# start of Task inputs
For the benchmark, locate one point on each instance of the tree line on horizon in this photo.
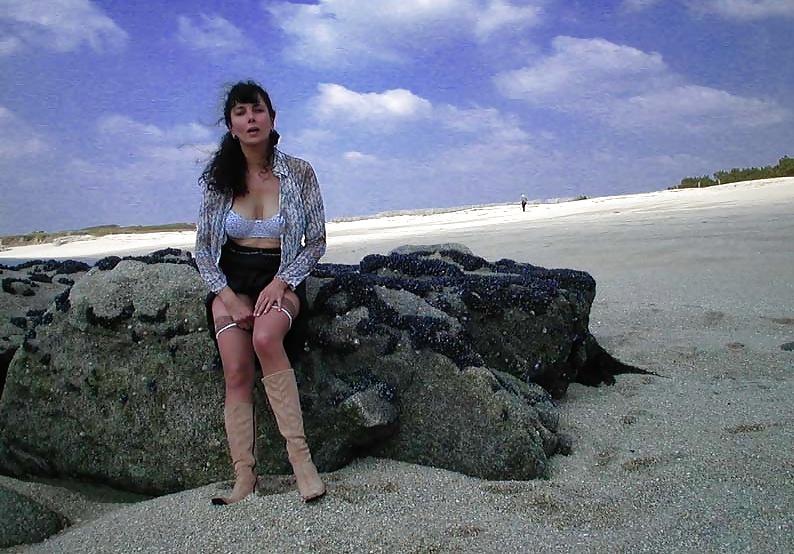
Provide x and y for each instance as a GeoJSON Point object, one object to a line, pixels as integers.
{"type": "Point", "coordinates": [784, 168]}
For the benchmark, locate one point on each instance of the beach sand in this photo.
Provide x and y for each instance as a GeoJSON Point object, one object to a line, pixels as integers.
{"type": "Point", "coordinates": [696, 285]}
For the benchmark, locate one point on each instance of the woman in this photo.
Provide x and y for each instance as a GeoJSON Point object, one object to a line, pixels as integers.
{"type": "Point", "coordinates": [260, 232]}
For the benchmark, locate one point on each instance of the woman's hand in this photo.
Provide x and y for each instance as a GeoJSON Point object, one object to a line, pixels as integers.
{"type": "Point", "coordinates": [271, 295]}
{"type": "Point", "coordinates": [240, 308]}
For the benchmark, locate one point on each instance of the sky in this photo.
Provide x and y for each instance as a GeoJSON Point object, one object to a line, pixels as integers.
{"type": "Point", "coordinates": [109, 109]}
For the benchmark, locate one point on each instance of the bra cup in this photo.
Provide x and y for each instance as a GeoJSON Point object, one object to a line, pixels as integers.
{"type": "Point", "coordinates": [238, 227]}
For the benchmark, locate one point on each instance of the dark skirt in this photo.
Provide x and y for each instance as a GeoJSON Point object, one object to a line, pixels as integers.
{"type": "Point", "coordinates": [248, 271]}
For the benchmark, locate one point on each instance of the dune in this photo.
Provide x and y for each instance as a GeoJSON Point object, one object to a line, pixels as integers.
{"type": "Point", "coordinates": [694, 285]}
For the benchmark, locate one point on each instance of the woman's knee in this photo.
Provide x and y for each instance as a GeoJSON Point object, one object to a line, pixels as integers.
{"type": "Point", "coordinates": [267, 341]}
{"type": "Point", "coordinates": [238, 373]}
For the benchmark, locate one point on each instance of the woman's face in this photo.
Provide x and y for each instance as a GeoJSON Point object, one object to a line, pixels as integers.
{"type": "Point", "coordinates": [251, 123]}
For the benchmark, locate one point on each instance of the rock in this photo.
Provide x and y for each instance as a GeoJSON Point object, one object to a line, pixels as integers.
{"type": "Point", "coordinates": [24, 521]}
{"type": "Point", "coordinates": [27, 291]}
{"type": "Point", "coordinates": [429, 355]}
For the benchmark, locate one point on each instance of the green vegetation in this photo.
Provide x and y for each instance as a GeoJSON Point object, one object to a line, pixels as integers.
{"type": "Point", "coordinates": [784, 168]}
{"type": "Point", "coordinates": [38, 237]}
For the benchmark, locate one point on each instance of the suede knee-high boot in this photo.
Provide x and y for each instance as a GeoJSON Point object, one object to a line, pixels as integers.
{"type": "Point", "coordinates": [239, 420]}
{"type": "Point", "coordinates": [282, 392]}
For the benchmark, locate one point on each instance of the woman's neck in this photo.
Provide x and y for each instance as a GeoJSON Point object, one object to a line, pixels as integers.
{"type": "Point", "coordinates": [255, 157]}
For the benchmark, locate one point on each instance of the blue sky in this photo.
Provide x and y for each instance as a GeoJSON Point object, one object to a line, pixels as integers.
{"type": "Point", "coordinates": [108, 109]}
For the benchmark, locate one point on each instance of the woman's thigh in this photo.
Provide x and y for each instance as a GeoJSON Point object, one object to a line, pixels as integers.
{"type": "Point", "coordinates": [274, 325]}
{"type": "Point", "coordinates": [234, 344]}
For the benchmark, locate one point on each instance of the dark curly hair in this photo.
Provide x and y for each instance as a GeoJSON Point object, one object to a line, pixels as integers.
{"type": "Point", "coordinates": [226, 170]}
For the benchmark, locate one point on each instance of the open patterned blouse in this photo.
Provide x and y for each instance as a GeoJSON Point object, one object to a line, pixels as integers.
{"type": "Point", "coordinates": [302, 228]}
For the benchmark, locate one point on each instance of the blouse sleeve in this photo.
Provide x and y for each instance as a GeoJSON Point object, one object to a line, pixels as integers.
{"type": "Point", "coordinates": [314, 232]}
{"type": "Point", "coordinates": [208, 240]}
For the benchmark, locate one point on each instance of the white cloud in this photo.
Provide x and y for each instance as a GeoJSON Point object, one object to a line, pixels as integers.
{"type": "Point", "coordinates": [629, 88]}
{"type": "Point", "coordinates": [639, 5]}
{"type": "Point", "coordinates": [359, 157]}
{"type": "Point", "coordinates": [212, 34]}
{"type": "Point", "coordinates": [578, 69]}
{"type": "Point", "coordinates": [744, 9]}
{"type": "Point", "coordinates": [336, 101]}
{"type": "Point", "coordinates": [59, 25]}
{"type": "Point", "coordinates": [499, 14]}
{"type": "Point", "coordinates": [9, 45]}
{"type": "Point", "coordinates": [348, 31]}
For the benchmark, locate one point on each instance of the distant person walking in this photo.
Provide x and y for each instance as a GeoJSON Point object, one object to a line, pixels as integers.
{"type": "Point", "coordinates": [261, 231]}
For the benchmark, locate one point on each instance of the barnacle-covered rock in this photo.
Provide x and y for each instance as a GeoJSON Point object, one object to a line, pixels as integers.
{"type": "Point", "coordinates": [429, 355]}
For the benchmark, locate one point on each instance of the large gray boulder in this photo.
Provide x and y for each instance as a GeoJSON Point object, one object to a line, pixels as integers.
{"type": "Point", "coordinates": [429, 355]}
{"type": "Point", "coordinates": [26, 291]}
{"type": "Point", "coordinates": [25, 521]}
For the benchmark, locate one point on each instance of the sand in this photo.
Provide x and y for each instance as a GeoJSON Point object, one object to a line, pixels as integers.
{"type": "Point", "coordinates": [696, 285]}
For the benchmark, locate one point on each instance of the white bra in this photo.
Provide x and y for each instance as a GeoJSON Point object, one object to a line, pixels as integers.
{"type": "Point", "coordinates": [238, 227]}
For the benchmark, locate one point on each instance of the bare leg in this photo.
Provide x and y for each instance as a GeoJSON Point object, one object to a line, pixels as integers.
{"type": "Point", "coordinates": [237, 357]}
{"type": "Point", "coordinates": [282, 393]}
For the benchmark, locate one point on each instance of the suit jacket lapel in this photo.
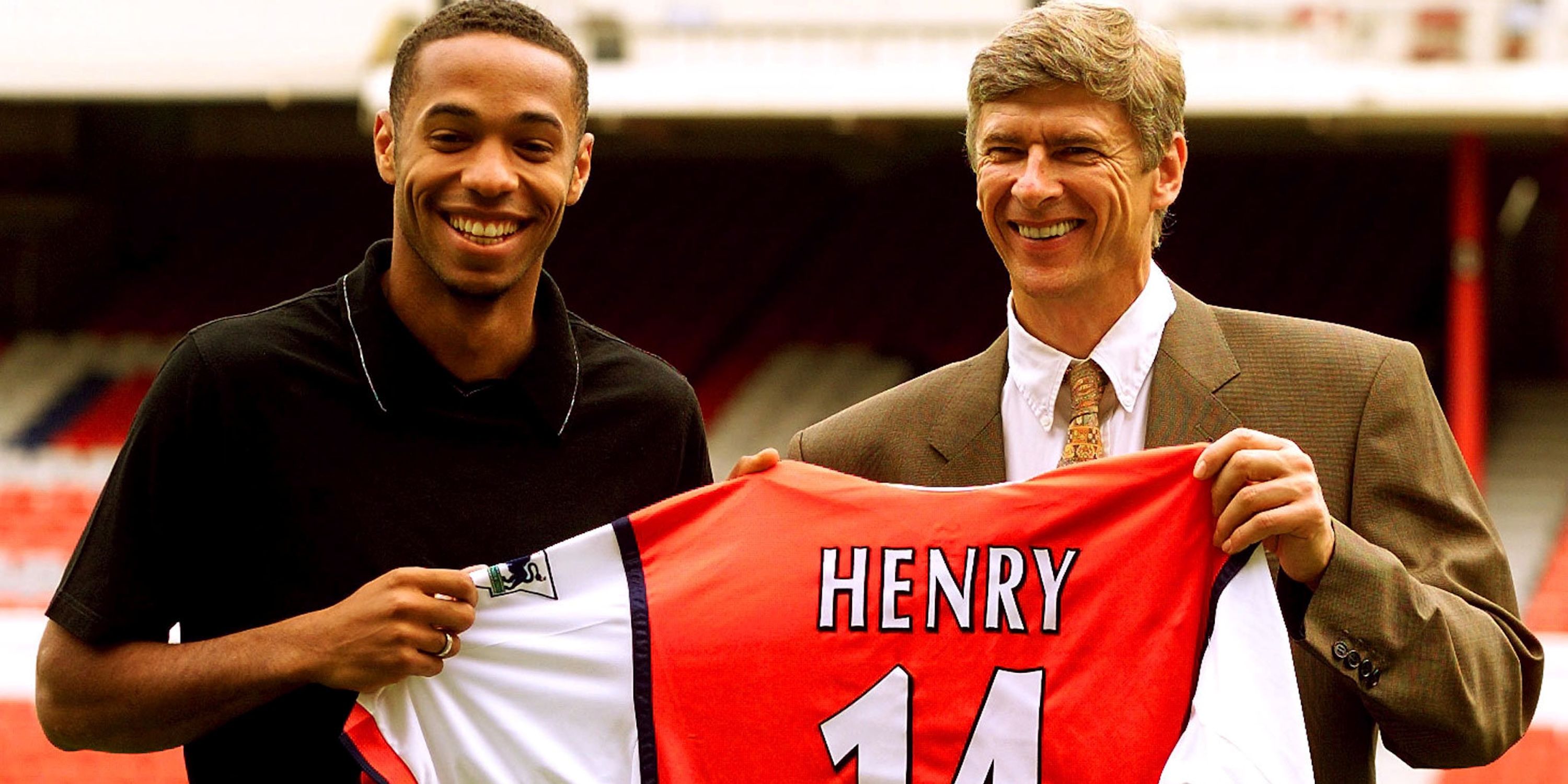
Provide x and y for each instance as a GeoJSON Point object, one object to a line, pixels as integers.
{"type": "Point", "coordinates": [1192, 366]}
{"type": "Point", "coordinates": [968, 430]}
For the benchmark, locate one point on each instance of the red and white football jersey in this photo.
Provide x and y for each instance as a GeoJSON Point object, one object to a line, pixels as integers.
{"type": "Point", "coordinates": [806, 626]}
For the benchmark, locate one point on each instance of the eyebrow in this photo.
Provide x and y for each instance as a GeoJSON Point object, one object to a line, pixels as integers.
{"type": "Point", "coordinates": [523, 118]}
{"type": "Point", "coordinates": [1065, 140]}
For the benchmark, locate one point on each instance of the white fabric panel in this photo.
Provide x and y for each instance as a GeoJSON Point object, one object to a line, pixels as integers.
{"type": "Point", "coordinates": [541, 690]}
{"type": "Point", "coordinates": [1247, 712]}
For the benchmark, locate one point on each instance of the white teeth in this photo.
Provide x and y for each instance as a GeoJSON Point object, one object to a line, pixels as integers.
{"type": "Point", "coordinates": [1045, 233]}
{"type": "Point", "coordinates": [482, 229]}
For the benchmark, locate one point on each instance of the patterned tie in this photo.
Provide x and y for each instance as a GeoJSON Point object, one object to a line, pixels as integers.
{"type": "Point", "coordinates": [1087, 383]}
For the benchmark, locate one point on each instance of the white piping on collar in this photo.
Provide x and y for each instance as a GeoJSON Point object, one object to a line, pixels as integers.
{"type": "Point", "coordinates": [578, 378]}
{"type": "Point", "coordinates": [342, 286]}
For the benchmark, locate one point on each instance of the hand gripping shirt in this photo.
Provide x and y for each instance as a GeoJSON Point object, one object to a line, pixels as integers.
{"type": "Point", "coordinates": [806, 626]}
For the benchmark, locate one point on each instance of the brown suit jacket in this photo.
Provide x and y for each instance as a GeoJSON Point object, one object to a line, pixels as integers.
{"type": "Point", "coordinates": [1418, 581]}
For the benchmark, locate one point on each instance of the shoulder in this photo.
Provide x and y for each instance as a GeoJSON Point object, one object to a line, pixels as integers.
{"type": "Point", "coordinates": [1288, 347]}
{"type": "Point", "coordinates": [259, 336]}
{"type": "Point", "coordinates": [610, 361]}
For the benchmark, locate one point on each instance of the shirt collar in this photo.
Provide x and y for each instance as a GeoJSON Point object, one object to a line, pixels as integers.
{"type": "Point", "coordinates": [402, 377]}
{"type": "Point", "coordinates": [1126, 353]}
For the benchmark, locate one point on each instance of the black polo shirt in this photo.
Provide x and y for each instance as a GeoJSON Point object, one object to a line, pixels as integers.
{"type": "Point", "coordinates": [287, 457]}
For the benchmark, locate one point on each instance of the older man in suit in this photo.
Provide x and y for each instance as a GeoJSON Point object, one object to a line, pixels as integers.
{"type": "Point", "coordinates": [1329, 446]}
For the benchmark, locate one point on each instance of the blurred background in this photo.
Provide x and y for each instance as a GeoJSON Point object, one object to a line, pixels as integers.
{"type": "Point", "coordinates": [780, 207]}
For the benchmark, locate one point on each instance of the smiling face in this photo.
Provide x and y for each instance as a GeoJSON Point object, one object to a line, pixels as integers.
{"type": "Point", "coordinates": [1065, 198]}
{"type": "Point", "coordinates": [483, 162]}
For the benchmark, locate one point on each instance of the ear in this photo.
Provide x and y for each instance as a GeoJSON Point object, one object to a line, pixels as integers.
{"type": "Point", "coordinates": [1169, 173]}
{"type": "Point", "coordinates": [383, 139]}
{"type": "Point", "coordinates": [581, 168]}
# end of Task inputs
### Aim
Rewrite everything from the line containing "ear in this photo." down to the end of the listing as a JSON list of strings, one string per line, skipping any blank lines.

### Correct result
[
  "For the benchmark, locate one point on each instance of the ear in this photo.",
  "Provide x and y for each instance as a GeoJSON Point object, one object to a line, pixels as integers.",
  "{\"type\": \"Point\", \"coordinates\": [1169, 173]}",
  "{\"type\": \"Point\", \"coordinates\": [383, 139]}",
  "{\"type\": \"Point\", \"coordinates\": [581, 168]}"
]